■ SUPPLIED MATERIAL ■
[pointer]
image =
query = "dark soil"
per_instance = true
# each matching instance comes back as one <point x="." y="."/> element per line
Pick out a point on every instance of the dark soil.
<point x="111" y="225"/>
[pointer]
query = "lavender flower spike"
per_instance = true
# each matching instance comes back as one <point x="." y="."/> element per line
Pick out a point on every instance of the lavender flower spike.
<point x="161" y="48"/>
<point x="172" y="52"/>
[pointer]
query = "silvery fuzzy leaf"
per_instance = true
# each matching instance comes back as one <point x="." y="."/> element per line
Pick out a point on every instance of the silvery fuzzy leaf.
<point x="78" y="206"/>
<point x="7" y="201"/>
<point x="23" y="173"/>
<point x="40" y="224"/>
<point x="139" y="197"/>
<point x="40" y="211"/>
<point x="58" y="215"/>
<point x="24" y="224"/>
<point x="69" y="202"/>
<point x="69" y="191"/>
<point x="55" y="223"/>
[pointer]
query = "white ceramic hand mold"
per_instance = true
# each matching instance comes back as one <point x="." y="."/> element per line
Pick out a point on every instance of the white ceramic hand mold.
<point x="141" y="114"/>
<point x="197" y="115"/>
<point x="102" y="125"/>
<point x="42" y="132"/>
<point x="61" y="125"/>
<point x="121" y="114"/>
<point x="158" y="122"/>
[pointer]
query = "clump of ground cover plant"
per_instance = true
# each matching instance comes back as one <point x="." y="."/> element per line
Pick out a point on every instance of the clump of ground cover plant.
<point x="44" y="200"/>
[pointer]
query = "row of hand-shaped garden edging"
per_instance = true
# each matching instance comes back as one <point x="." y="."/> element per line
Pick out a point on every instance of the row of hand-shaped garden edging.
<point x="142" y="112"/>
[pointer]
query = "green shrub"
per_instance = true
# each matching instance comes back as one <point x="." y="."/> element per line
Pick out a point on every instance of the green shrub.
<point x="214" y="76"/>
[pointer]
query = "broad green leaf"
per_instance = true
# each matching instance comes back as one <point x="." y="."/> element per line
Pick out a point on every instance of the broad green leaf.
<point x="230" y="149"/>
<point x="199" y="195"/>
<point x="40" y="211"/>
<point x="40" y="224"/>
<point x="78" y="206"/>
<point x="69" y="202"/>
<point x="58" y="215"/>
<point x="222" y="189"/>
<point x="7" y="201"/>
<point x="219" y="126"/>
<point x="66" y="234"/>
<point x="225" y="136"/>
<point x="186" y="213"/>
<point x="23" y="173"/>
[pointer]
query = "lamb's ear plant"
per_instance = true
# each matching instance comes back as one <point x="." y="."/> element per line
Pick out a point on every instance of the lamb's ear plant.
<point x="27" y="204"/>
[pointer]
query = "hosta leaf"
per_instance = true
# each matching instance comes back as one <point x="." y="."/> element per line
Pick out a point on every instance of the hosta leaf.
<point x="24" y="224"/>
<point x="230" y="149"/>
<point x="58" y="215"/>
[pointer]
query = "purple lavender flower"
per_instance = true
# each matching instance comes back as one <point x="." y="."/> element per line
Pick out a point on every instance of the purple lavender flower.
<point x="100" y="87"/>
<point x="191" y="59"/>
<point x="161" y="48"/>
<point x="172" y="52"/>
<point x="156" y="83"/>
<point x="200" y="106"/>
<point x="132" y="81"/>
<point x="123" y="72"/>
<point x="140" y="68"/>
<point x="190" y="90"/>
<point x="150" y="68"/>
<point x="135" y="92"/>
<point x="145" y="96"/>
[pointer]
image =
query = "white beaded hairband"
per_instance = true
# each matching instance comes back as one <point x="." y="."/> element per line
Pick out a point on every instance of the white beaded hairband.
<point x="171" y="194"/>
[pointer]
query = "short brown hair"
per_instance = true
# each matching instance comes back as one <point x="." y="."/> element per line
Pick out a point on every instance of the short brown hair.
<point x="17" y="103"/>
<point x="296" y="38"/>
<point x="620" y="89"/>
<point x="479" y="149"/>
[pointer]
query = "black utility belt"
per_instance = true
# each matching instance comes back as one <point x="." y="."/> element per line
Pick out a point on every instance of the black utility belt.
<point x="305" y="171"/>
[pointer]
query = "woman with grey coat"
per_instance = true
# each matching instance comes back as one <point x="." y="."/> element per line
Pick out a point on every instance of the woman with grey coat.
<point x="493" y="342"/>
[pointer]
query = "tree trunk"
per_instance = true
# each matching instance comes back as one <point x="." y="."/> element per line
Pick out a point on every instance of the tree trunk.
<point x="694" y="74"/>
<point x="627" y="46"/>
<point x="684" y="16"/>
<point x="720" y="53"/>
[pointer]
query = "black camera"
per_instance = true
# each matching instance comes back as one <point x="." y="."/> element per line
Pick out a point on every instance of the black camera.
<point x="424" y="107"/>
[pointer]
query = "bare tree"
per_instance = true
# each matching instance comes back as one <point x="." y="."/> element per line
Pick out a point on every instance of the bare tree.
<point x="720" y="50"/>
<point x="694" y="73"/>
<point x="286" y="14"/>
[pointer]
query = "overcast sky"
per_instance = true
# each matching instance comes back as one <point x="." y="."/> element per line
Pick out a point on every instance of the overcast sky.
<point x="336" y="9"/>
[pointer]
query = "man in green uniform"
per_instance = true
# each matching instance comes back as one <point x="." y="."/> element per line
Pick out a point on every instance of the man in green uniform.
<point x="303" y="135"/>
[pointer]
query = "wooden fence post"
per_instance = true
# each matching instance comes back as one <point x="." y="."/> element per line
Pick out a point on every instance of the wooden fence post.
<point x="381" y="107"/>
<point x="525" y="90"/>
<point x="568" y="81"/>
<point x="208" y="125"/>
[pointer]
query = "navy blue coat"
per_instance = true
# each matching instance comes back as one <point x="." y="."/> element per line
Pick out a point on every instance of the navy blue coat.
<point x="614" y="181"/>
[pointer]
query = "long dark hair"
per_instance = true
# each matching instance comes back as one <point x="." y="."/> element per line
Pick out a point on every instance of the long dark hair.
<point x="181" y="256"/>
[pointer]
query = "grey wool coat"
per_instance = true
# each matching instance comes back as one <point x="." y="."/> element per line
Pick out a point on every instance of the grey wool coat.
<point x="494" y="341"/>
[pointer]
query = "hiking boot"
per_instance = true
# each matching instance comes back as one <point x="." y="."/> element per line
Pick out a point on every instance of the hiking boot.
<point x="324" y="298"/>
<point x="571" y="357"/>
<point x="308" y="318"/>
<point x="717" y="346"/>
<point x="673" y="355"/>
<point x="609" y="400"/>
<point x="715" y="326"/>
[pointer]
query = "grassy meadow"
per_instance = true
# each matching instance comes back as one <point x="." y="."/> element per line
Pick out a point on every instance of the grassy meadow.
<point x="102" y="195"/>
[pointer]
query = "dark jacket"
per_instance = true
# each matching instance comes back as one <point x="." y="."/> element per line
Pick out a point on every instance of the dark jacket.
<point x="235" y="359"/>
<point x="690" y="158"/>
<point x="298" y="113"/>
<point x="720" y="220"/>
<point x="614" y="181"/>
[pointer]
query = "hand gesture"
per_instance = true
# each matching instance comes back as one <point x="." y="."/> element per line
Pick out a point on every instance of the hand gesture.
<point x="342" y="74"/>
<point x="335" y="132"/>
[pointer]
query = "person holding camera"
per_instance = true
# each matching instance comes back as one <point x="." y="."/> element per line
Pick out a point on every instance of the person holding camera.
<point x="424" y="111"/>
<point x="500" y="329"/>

■ AIM ■
Pull out every line of the entries above that contains the string "hiking".

■ FULL RESPONSE ■
query = "hiking boot"
Pick out a point on every instance of the hiking boot.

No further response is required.